APPLY WHAT YOU READ
**a)** In the parameter listing printed for the paladin rule on the Paladin mapping page, which parameter names appear, and what default value does each have?
**b)** Summarize the Paladin mapping page in two sentences.
**c)** On the Paladin mapping page, retype the passage from "elvers examples/nema.yaml protein_assembly" up to and including "via the params.".

EXTRACT
.....

Mapping to Protein Assemblies using Paladin¶
We use Paladin
to map back to protein assemblies (plass). Paladin
solves the problem of mapping nucleotide sequences back to amino acid sequences.
From the documentation:
Protein ALignment And Detection INterface
PALADIN is a protein sequence alignment tool designed for the accurate functional characterization of metagenomes.
PALADIN is based on BWA, and aligns sequences via read-mapping using BWT. PALADIN, however, offers the novel approach of aligning in the protein space. During the index phase, it processes the reference genome's nucleotide sequences and GTF/GFF annotation containing CDS entries, first converting these transcripts into the corresponding protein sequences, then creating the BWT and suffix array from these proteins. The process of translatation is skiped when providing a protein reference file (e.g., UniProt) for mapping. During the alignment phase, it attempts to find ORFs in the read sequences, then converts these to protein sequences, and aligns to the reference protein sequences.
PALADIN currently only supports single-end reads (or reads merged with FLASH, PEAR, abyss-mergepairs), and BWA-MEM based alignment. It makes use of many BWA parameters and is therefore compatible with many of its command line arguments.
PALADIN may output a standard SAM file, or a text file containing a UniProt-generated functional profile. This text file may be used for all downstream characterizations.
Quickstart: Running Paladin with elvers¶
We recommend you run paladin
as part of the Protein Assembly or paladin_map workflows.
elvers examples/nema.yaml protein_assembly
This will run trimmomatic trimming prior to PEAR merging (for paired end reads) and paladin mapping.
Note, PEAR
only works on paired end reads, as there's nothing to do for single end reads. By default, SE reads are taken directly from trimmomatic
output.
Paladin Commands¶
Eelpond first indexes the protein assembly, and then maps reads back. On the command line, these commands would look like this:
paladin index 3 index_basename \
gff_annotation extra
We have not yet added dammit annotation gff at this step, but this could be done :). You can also add any gff3
annotation via the params.
paladin align -f 250 -t snakemake.threads \
index_basename reads_file | samtools view -Sb - > output.bam
Modifying Params for Paladin:¶
Be sure to set up your sample info and build a configfile first (see Understanding and Configuring Workflows).
To see the available parameters for the Paladin
rule, run
elvers config paladin --print_params
This will print the following:
#################### paladin ####################
paladin:
alignment_params:
extra: ''
f: 125
index_params:
reference_type: '3'
gff_file: ''
#####################################################
In addition to changing parameters we've specifically enabled, you can modify the extra
param to pass in additional parameters to paladin align
, e.g.:
extra: ' --some_param that_param '
Please see the Paladin documentation for info on the params you can pass into paladin
.
Be sure the modified lines go into the config file you're using to run elvers
(see Understanding and Configuring Workflows).
Advanced Usage: Running PALADIN as a standalone rule¶
You can run paladin as a standalone rule, instead of withing a larger elvers
workflow. However, to do this, you need to make sure the input files are available.
For paladin, you need both 1) an assembly, and 2) trimmed (and merged) input files. The assembly can be generated via another workflow, or passed to elvers
via the configfile.

.....

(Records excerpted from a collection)

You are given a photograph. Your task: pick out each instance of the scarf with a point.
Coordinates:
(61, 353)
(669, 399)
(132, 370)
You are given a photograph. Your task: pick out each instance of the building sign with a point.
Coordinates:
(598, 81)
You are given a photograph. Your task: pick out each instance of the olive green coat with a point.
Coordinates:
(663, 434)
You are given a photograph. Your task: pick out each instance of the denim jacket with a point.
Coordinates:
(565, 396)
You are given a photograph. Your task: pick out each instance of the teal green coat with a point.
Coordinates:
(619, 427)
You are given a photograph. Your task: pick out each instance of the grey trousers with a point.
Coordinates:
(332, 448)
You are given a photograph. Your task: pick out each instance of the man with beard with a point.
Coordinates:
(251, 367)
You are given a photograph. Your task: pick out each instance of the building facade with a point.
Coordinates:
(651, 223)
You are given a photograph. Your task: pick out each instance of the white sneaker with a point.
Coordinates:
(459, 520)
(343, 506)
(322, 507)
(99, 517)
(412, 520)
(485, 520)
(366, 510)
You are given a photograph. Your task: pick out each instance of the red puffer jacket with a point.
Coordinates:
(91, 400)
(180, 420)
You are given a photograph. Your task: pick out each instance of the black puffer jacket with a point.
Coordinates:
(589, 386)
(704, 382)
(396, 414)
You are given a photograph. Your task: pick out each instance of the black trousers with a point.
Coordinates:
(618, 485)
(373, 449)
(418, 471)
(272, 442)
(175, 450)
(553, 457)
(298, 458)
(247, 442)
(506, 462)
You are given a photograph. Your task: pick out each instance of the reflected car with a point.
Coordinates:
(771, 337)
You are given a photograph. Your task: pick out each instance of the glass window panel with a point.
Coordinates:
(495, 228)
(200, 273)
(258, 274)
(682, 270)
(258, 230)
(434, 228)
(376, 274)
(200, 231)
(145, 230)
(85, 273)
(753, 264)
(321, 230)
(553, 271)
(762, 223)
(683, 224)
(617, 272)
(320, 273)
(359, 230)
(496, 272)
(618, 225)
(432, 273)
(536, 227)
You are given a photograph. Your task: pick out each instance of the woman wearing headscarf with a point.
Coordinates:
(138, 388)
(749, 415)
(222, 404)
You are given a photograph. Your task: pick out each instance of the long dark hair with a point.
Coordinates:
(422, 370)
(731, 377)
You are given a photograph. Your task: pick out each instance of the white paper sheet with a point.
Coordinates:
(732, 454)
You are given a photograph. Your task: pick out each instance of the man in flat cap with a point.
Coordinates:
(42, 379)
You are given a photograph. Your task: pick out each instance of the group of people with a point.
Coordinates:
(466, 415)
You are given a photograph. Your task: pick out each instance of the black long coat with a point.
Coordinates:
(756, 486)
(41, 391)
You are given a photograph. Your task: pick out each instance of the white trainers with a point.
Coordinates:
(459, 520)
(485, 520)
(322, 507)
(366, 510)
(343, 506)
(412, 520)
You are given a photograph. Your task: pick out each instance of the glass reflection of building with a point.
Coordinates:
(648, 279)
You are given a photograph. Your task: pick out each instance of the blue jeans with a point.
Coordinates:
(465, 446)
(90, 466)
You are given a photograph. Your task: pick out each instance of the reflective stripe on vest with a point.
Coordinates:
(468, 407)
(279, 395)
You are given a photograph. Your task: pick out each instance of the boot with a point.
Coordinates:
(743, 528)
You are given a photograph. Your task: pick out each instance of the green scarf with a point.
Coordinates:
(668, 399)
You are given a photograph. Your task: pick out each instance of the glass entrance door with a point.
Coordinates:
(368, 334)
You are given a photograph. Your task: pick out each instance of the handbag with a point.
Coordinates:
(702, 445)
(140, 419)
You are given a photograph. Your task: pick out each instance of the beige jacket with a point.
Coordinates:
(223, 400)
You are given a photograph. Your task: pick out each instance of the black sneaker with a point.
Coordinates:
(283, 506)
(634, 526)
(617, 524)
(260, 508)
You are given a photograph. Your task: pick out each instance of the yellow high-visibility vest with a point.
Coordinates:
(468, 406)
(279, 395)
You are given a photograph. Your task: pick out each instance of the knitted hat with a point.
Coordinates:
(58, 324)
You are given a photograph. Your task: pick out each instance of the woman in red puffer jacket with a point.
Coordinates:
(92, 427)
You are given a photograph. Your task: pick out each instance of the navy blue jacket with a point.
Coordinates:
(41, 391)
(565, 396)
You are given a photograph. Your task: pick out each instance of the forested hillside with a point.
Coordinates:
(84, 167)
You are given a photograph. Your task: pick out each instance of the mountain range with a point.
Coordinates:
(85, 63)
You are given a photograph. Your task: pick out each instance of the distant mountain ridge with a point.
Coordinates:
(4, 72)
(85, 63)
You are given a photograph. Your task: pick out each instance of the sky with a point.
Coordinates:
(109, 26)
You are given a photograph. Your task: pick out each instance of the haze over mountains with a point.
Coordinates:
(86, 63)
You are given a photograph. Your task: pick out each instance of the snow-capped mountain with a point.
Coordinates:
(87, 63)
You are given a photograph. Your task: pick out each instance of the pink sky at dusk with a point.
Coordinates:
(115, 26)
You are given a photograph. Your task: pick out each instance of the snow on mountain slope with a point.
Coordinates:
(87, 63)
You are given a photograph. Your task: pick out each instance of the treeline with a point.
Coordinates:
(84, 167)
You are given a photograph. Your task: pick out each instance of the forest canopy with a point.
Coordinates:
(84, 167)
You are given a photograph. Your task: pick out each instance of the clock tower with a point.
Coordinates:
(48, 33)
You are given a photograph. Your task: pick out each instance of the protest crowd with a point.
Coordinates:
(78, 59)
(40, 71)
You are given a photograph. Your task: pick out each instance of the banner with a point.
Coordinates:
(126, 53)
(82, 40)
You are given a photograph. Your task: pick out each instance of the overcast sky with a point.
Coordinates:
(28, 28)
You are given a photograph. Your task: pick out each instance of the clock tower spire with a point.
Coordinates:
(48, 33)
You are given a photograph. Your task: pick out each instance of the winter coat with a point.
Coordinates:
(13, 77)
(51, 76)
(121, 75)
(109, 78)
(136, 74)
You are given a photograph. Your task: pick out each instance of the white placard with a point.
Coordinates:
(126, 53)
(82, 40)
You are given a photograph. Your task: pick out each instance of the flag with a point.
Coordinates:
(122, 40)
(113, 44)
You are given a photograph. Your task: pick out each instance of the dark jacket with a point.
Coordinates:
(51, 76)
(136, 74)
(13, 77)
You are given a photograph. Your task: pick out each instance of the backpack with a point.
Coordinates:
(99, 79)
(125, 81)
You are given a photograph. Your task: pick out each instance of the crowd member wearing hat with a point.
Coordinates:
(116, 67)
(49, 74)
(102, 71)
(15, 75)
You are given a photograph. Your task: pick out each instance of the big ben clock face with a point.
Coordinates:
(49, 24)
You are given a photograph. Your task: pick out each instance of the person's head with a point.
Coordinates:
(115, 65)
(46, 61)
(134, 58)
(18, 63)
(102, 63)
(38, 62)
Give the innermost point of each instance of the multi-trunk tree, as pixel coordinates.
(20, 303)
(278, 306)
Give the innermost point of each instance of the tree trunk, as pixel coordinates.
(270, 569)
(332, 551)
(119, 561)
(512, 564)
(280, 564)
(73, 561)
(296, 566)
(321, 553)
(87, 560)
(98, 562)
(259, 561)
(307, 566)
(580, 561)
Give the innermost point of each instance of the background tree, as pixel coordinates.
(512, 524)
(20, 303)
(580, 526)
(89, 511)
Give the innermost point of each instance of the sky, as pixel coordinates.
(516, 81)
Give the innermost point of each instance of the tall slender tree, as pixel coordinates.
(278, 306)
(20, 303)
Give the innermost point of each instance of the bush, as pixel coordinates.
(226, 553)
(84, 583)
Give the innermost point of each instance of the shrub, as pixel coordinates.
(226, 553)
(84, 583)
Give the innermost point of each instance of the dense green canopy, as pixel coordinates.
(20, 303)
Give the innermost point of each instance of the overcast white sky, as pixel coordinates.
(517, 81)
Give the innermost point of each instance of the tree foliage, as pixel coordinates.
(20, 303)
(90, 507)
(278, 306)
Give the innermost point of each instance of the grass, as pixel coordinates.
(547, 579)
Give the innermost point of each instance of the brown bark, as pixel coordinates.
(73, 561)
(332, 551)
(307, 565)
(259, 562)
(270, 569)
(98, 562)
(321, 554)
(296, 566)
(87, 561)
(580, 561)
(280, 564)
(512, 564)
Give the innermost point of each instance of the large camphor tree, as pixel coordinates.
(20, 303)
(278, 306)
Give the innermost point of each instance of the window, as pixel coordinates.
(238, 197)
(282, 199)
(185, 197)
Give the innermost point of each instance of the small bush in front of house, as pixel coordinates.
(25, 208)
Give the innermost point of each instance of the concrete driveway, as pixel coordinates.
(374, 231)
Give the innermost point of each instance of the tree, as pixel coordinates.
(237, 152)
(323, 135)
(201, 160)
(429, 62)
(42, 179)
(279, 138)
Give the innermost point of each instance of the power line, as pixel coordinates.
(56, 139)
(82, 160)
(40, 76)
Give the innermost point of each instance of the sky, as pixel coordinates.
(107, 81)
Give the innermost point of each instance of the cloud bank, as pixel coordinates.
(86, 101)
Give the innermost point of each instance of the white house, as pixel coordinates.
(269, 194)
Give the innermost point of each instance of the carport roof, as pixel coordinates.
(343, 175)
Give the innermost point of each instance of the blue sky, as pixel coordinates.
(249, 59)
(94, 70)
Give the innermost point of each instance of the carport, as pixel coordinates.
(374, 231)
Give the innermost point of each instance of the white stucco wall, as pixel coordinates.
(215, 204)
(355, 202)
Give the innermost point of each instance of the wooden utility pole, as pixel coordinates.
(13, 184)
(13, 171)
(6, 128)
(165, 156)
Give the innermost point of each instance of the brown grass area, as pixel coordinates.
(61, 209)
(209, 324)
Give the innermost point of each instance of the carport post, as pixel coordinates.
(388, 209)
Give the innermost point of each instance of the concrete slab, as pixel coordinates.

.....

SOLUTION LIST
**a)**
- extra: ''
- f: 125
- reference_type: '3'
- gff_file: ''

**b)** Paladin maps nucleotide reads back to protein assemblies by finding ORFs in the reads, converting them to protein sequences and aligning them to reference protein sequences, and it supports only single-end or merged reads. In elvers it runs as part of the Protein Assembly or paladin_map workflows after trimmomatic trimming and PEAR merging, and its parameters, including the extra param for passing additional options to paladin align, are set in the config file.

**c)**
elvers examples/nema.yaml protein_assembly
This will run trimmomatic trimming prior to PEAR merging (for paired end reads) and paladin mapping.
Note, PEAR
only works on paired end reads, as there's nothing to do for single end reads. By default, SE reads are taken directly from trimmomatic
output.
Paladin Commands¶
Eelpond first indexes the protein assembly, and then maps reads back. On the command line, these commands would look like this:
paladin index 3 index_basename \
gff_annotation extra
We have not yet added dammit annotation gff at this step, but this could be done :). You can also add any gff3
annotation via the params.